Which lines in the records below contain the string "bench" in that exact case? Filter them out and copy every one.

▸ Data
----------------------------------------
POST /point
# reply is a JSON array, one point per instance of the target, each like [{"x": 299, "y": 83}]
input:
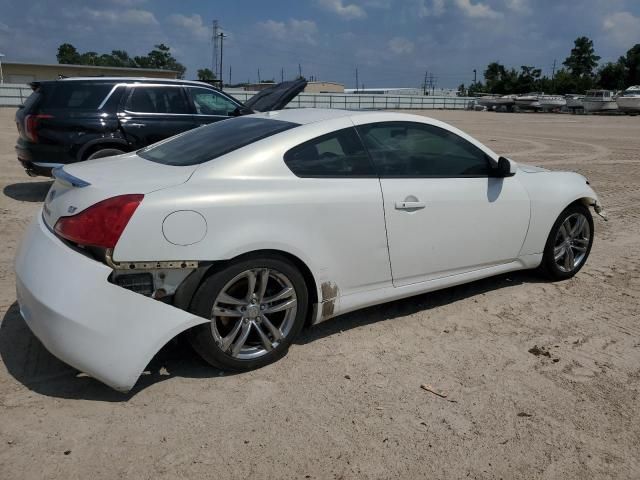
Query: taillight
[
  {"x": 101, "y": 224},
  {"x": 31, "y": 125}
]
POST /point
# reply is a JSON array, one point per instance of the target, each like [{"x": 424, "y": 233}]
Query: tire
[
  {"x": 105, "y": 152},
  {"x": 261, "y": 320},
  {"x": 569, "y": 244}
]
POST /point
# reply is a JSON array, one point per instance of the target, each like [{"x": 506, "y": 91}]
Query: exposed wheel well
[
  {"x": 101, "y": 146},
  {"x": 188, "y": 288}
]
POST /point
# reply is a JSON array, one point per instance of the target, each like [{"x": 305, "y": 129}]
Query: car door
[
  {"x": 153, "y": 112},
  {"x": 211, "y": 106},
  {"x": 445, "y": 214},
  {"x": 351, "y": 238}
]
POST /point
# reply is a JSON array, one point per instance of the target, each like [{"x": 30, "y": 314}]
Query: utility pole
[
  {"x": 222, "y": 35},
  {"x": 214, "y": 53}
]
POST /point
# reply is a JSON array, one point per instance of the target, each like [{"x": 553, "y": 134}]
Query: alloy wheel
[
  {"x": 253, "y": 313},
  {"x": 572, "y": 242}
]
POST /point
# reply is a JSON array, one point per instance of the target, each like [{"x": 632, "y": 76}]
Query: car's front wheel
[
  {"x": 256, "y": 305},
  {"x": 569, "y": 243}
]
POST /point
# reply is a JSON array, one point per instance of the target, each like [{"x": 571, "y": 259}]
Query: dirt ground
[{"x": 346, "y": 402}]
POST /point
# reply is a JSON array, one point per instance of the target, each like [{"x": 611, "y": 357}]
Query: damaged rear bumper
[{"x": 99, "y": 328}]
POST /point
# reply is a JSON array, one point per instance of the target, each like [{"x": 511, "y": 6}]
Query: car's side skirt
[{"x": 360, "y": 300}]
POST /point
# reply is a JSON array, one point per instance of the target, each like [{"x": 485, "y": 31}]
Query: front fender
[{"x": 551, "y": 193}]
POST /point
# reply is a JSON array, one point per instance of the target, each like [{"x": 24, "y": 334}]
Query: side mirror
[{"x": 503, "y": 169}]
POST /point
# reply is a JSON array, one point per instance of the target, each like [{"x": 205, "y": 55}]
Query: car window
[
  {"x": 157, "y": 99},
  {"x": 74, "y": 95},
  {"x": 212, "y": 141},
  {"x": 407, "y": 149},
  {"x": 208, "y": 102},
  {"x": 338, "y": 154}
]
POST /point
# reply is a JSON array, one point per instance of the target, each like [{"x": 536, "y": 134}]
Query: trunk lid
[
  {"x": 78, "y": 186},
  {"x": 276, "y": 97}
]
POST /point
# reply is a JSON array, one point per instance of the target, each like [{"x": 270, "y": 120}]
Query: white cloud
[
  {"x": 303, "y": 31},
  {"x": 477, "y": 10},
  {"x": 433, "y": 8},
  {"x": 622, "y": 28},
  {"x": 401, "y": 46},
  {"x": 518, "y": 6},
  {"x": 347, "y": 12},
  {"x": 132, "y": 16},
  {"x": 191, "y": 24}
]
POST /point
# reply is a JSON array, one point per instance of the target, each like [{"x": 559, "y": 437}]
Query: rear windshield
[
  {"x": 74, "y": 95},
  {"x": 212, "y": 141}
]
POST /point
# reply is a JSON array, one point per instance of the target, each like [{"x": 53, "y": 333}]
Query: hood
[
  {"x": 78, "y": 186},
  {"x": 276, "y": 97}
]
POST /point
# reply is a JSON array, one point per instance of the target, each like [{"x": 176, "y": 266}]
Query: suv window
[
  {"x": 212, "y": 141},
  {"x": 407, "y": 149},
  {"x": 74, "y": 95},
  {"x": 157, "y": 99},
  {"x": 209, "y": 102},
  {"x": 338, "y": 154}
]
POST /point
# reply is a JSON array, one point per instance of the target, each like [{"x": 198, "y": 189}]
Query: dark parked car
[{"x": 74, "y": 119}]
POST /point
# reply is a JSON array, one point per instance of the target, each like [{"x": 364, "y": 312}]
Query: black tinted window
[
  {"x": 338, "y": 154},
  {"x": 148, "y": 99},
  {"x": 406, "y": 149},
  {"x": 74, "y": 95},
  {"x": 211, "y": 141},
  {"x": 210, "y": 102}
]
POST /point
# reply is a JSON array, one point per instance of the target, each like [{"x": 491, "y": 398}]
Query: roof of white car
[{"x": 308, "y": 115}]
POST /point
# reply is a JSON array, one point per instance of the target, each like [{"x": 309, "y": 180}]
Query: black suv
[{"x": 74, "y": 119}]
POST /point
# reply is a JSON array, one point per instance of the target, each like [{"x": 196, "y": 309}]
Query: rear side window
[
  {"x": 407, "y": 149},
  {"x": 74, "y": 95},
  {"x": 209, "y": 102},
  {"x": 212, "y": 141},
  {"x": 159, "y": 99},
  {"x": 338, "y": 154}
]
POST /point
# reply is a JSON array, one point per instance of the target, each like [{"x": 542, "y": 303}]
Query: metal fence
[
  {"x": 369, "y": 102},
  {"x": 13, "y": 95}
]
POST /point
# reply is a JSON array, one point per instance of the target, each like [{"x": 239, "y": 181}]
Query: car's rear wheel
[
  {"x": 569, "y": 243},
  {"x": 105, "y": 152},
  {"x": 256, "y": 305}
]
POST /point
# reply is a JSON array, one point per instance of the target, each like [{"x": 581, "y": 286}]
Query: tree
[
  {"x": 206, "y": 75},
  {"x": 612, "y": 76},
  {"x": 631, "y": 62},
  {"x": 68, "y": 54},
  {"x": 583, "y": 59},
  {"x": 160, "y": 57}
]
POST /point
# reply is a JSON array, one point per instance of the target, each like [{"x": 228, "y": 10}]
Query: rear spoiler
[{"x": 66, "y": 178}]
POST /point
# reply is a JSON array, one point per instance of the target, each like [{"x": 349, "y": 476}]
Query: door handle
[{"x": 410, "y": 205}]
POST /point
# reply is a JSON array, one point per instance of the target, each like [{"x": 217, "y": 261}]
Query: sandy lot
[{"x": 346, "y": 402}]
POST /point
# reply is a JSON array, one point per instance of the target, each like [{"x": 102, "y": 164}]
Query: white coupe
[{"x": 245, "y": 230}]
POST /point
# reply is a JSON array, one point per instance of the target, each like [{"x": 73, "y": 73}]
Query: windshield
[{"x": 212, "y": 141}]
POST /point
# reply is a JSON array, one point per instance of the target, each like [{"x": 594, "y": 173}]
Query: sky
[{"x": 392, "y": 43}]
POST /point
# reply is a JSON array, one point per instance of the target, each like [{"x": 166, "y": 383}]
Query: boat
[
  {"x": 600, "y": 101},
  {"x": 574, "y": 101},
  {"x": 629, "y": 100},
  {"x": 551, "y": 102},
  {"x": 529, "y": 101}
]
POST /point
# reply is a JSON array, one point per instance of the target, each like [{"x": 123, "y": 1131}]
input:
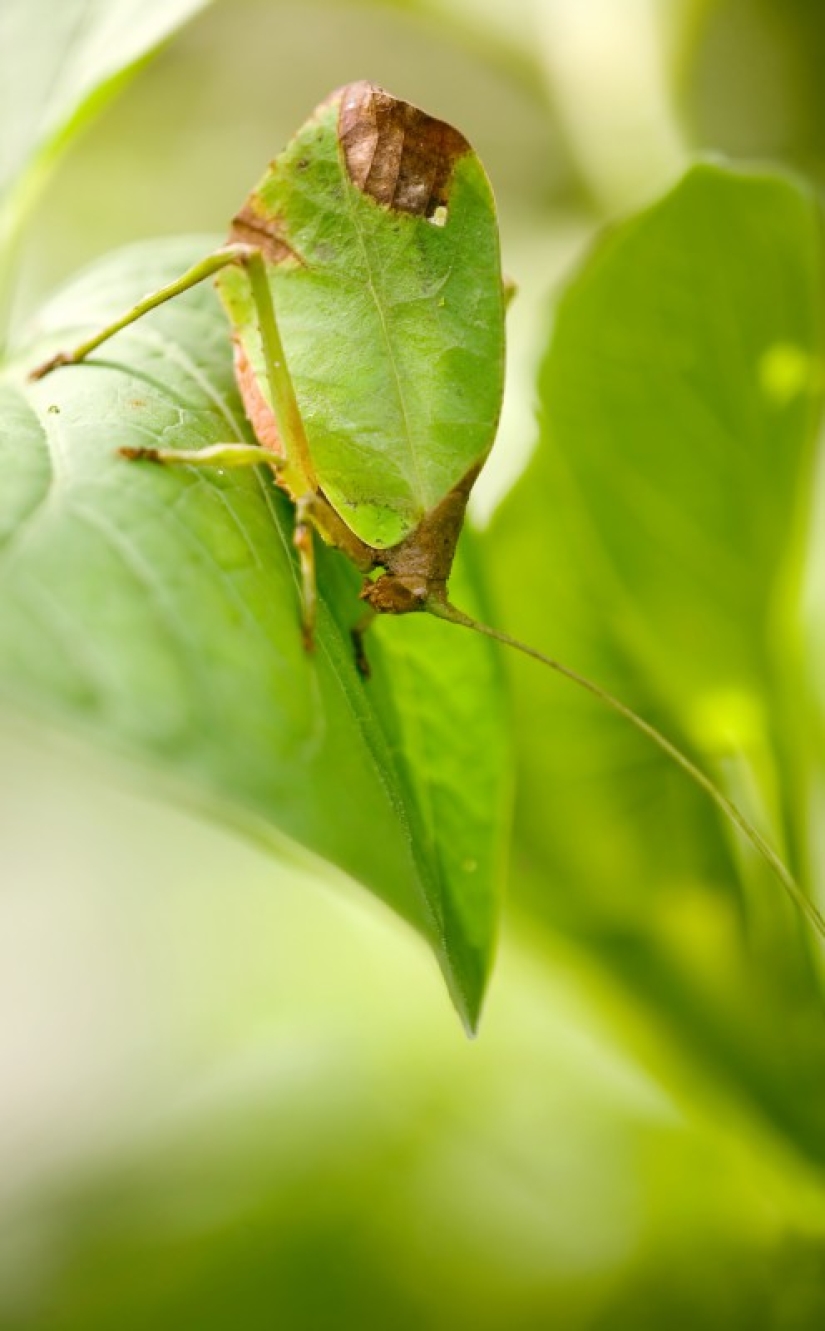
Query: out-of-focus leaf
[
  {"x": 59, "y": 65},
  {"x": 651, "y": 545},
  {"x": 156, "y": 610}
]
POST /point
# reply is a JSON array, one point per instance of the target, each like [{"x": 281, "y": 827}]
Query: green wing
[{"x": 381, "y": 234}]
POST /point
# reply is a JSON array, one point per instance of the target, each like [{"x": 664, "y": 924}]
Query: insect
[{"x": 363, "y": 288}]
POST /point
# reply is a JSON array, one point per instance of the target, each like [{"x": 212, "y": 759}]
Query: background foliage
[{"x": 233, "y": 1097}]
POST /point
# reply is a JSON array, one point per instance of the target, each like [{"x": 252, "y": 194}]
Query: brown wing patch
[
  {"x": 394, "y": 152},
  {"x": 264, "y": 230}
]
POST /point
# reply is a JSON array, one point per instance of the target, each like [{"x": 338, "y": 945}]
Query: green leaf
[
  {"x": 59, "y": 65},
  {"x": 156, "y": 611},
  {"x": 654, "y": 545},
  {"x": 387, "y": 281}
]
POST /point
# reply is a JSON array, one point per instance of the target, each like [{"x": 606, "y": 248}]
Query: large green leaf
[
  {"x": 385, "y": 262},
  {"x": 654, "y": 543},
  {"x": 59, "y": 65},
  {"x": 156, "y": 610}
]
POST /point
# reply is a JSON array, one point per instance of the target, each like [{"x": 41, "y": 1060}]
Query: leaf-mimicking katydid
[{"x": 363, "y": 288}]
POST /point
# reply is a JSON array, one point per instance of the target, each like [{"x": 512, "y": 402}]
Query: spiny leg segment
[{"x": 296, "y": 469}]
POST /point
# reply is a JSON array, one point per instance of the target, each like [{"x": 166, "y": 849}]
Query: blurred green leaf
[
  {"x": 156, "y": 610},
  {"x": 654, "y": 543},
  {"x": 59, "y": 65}
]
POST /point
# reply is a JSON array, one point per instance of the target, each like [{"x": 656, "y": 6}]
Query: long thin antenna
[{"x": 443, "y": 610}]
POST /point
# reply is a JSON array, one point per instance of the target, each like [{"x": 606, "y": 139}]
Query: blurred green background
[{"x": 233, "y": 1092}]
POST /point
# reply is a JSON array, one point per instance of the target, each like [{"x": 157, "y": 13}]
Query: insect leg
[
  {"x": 309, "y": 592},
  {"x": 301, "y": 473},
  {"x": 213, "y": 455},
  {"x": 357, "y": 632},
  {"x": 198, "y": 273}
]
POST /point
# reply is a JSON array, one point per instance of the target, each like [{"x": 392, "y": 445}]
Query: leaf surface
[
  {"x": 654, "y": 545},
  {"x": 156, "y": 610},
  {"x": 59, "y": 65}
]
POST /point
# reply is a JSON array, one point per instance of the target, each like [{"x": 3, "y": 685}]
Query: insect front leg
[
  {"x": 304, "y": 542},
  {"x": 213, "y": 455},
  {"x": 357, "y": 634},
  {"x": 198, "y": 273}
]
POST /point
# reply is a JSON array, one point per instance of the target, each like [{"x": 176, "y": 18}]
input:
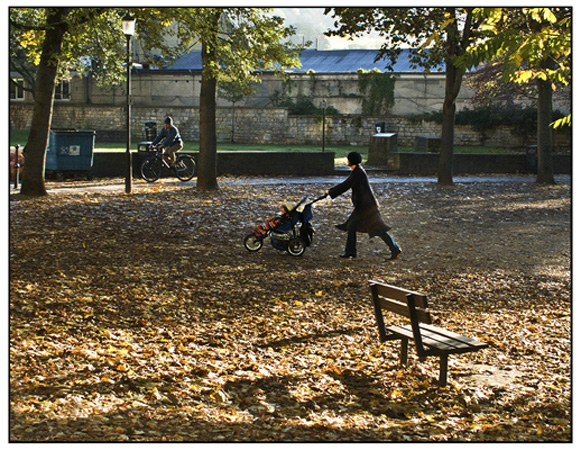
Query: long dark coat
[{"x": 365, "y": 216}]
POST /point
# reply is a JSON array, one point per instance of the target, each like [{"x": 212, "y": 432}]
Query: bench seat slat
[{"x": 461, "y": 339}]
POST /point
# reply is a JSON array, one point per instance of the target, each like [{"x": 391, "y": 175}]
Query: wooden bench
[{"x": 429, "y": 340}]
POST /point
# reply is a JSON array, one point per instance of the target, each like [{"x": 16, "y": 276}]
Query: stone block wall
[{"x": 267, "y": 126}]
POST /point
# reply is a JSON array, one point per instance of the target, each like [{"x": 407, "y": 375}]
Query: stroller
[{"x": 285, "y": 234}]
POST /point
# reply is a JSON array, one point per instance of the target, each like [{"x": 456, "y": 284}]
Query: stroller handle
[{"x": 318, "y": 199}]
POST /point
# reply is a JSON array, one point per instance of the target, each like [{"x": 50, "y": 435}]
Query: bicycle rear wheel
[
  {"x": 185, "y": 167},
  {"x": 151, "y": 169}
]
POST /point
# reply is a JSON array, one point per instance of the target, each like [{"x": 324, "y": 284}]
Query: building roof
[{"x": 321, "y": 61}]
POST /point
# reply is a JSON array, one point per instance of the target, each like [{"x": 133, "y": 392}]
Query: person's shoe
[{"x": 395, "y": 254}]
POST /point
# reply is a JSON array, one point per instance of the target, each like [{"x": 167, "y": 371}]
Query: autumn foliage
[{"x": 142, "y": 317}]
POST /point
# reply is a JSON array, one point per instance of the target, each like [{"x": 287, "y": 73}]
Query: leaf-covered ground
[{"x": 143, "y": 318}]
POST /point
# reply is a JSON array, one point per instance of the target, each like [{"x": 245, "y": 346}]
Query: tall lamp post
[
  {"x": 324, "y": 110},
  {"x": 128, "y": 24}
]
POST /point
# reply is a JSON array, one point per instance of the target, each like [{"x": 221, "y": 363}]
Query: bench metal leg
[
  {"x": 443, "y": 370},
  {"x": 404, "y": 352}
]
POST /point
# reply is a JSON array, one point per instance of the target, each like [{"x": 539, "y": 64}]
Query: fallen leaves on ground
[{"x": 142, "y": 317}]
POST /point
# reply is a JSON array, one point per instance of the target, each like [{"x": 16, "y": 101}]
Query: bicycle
[{"x": 184, "y": 170}]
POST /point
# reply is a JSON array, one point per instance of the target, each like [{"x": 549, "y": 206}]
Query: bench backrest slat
[{"x": 410, "y": 304}]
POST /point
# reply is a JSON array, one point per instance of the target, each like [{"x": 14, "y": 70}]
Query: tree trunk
[
  {"x": 544, "y": 133},
  {"x": 33, "y": 174},
  {"x": 453, "y": 83},
  {"x": 207, "y": 161},
  {"x": 455, "y": 46}
]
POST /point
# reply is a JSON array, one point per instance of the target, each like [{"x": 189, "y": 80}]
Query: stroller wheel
[
  {"x": 252, "y": 243},
  {"x": 296, "y": 246}
]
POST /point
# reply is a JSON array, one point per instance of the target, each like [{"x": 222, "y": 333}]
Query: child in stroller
[{"x": 282, "y": 229}]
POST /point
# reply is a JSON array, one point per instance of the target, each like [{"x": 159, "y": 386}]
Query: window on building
[
  {"x": 17, "y": 89},
  {"x": 62, "y": 91}
]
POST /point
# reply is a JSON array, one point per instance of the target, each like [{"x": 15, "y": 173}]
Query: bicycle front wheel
[
  {"x": 185, "y": 167},
  {"x": 151, "y": 169}
]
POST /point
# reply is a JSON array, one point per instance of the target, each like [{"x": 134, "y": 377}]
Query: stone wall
[{"x": 267, "y": 126}]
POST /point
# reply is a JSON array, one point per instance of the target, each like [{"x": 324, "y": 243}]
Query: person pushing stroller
[{"x": 365, "y": 217}]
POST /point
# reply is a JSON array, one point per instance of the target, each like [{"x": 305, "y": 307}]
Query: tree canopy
[{"x": 238, "y": 44}]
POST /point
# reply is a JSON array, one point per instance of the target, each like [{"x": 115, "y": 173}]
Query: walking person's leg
[
  {"x": 351, "y": 244},
  {"x": 395, "y": 249}
]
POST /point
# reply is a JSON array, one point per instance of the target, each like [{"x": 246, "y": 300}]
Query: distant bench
[{"x": 429, "y": 340}]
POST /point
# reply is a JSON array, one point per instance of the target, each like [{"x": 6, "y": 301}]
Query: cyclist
[{"x": 170, "y": 139}]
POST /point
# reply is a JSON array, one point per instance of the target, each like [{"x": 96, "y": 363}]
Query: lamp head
[{"x": 128, "y": 25}]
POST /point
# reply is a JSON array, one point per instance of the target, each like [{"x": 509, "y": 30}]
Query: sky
[{"x": 311, "y": 23}]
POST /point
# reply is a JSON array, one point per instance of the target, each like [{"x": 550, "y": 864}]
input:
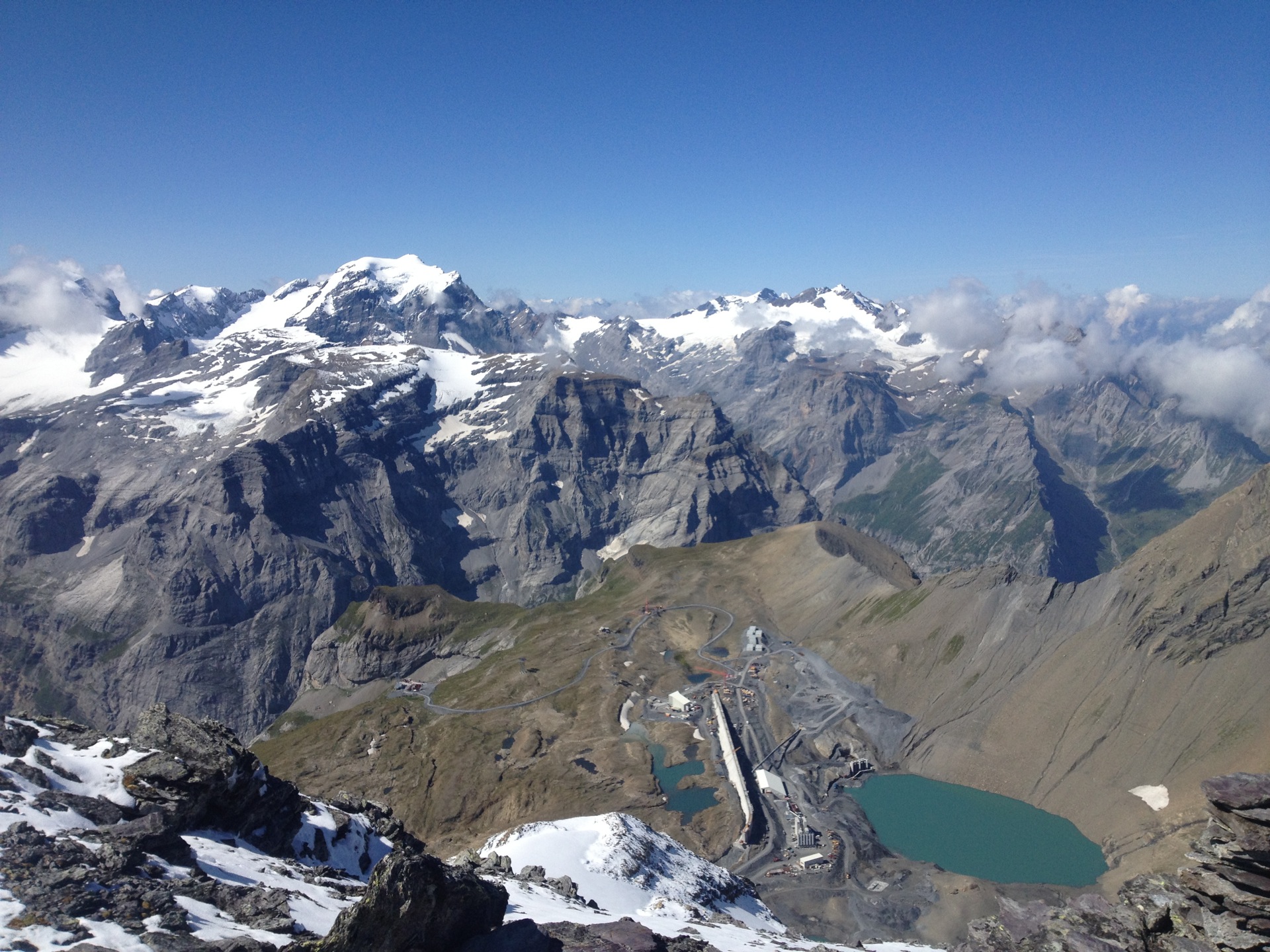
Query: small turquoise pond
[
  {"x": 977, "y": 833},
  {"x": 687, "y": 803}
]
----------------------------------------
▸ Answer to the problem
Query: bench seat slat
Query: wooden bench
Query: bench metal leg
Query: bench backrest slat
Query: distant bench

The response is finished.